### Exercise description:
According to the reflection post, on what date did the writer finish the PCT?

Friday, October 1, 2010

Part 2 - Reflection

I did what so many said I couldn't or wouldn't do.  I finished the PCT on September 18... 5 months and 2 days after I began it.
Yes, I am a different person than the me who started, the me who left Atlanta, the me who gave you a hug goodbye.

Reflecting on the past 5 months is hard, everyday my thoughts change.  I leave feeling and thinking differently about what those months meant to me and where I want to be for the next 5 months everyday.  To make it easy for everyone... life off the trail is slow, sad, depressing, and filled with gaining weight, nap time, and walking on sore feet, cracking joints, and callused toes that have lost nerve sensations.

### Items:

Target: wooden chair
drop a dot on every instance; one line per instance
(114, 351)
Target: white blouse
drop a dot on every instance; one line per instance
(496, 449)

### Answer to this problem:
September 18.